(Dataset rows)
........

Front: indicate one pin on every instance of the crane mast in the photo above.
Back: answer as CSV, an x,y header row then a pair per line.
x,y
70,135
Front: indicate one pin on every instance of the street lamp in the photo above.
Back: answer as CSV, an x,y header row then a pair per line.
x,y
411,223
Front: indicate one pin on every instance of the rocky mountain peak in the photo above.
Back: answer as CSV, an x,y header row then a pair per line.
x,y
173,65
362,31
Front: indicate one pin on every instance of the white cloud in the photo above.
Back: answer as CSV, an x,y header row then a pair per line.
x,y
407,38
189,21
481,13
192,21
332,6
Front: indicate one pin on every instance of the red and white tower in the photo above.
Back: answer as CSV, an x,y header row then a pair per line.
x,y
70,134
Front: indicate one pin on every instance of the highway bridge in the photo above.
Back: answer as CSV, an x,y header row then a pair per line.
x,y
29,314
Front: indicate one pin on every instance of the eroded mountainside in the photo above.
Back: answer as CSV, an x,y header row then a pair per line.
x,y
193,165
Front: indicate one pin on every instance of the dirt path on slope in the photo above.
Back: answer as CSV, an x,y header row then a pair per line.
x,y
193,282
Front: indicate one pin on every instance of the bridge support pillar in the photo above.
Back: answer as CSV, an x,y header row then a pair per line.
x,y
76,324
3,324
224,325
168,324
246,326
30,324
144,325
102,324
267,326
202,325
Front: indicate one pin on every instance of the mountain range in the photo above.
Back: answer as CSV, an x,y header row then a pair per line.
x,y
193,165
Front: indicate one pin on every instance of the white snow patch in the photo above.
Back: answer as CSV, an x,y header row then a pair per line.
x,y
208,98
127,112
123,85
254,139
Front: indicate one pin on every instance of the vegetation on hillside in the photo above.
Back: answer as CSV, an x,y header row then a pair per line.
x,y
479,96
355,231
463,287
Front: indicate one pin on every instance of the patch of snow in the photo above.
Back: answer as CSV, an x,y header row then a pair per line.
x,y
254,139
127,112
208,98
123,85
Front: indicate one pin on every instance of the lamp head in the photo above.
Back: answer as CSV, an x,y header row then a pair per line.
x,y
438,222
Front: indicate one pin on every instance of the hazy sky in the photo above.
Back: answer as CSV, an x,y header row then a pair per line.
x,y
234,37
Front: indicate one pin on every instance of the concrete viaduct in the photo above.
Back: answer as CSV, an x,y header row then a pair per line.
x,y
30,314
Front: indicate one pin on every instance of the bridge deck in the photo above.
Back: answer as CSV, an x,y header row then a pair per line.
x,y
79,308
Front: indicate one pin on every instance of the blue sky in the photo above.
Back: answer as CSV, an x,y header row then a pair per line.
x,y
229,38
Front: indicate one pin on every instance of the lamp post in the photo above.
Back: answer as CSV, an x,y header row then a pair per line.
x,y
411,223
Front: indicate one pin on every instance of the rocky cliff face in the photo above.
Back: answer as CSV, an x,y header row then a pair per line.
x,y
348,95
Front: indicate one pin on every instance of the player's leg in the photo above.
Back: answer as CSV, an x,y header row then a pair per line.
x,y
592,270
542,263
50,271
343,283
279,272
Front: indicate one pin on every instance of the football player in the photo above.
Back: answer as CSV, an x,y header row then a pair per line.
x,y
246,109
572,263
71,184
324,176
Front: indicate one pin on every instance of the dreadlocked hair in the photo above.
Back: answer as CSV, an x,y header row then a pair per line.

........

_Written request_
Return, unchanged, each line from the line containing "Front: indicate one pin on every instance of the vegetation" through the last line of the material.

_Exercise output_
Front: indicate one pin on every instance of the vegetation on hillside in the photo above.
Back: answer as CSV, an x,y header row then a pair per line.
x,y
479,96
355,231
463,287
Front: indicate one pin on every instance of the patch of snow in the photo above.
Back: answer as CSV, an x,y header row then a pair per line.
x,y
254,139
127,112
208,98
123,85
Front: indicate one pin on every instance of the lamp head in the photo above.
Back: answer as CSV, an x,y header row then a pair per line.
x,y
438,222
Front: indicate one pin on every instance of the hazy sky in the photo above.
Back: answer as CSV, an x,y header row then a pair per line.
x,y
234,37
Front: indicate one pin on every instance of the concrete viaduct in the photo above.
Back: answer as CSV, an x,y header row then a pair per line.
x,y
30,314
Front: indicate one pin on every instance of the bridge deck in the photo above.
Back: answer as CSV, an x,y header row then a pair per line.
x,y
79,308
Front: indicate one pin on every instance of the blue sky in the photo above.
Back: answer as CSV, an x,y header row then a pair per line.
x,y
229,38
Front: indicate one pin on every instance of the lamp post in the photo above.
Back: answer as CSV, an x,y header row then a pair per line.
x,y
411,223
Front: indicate one pin on every instance of the rocky cliff face in the photo above.
Back: answer as CSV, an x,y header row then a pair per line.
x,y
348,95
Front: indicate one pin on every instance of the player's leg in the photo above.
Back: answer as CSV, an x,y header row then a pair per line.
x,y
592,270
542,263
50,271
343,283
279,272
Front: indicate one pin on every instance of the football player in the photo above.
Back: answer as CSV, an x,y header row then a pair per line.
x,y
246,109
572,263
71,184
324,176
Front: indicate one pin on every instance of the dreadlocked hair in the photo above.
Back: answer as CSV, an x,y header row then a pair per line.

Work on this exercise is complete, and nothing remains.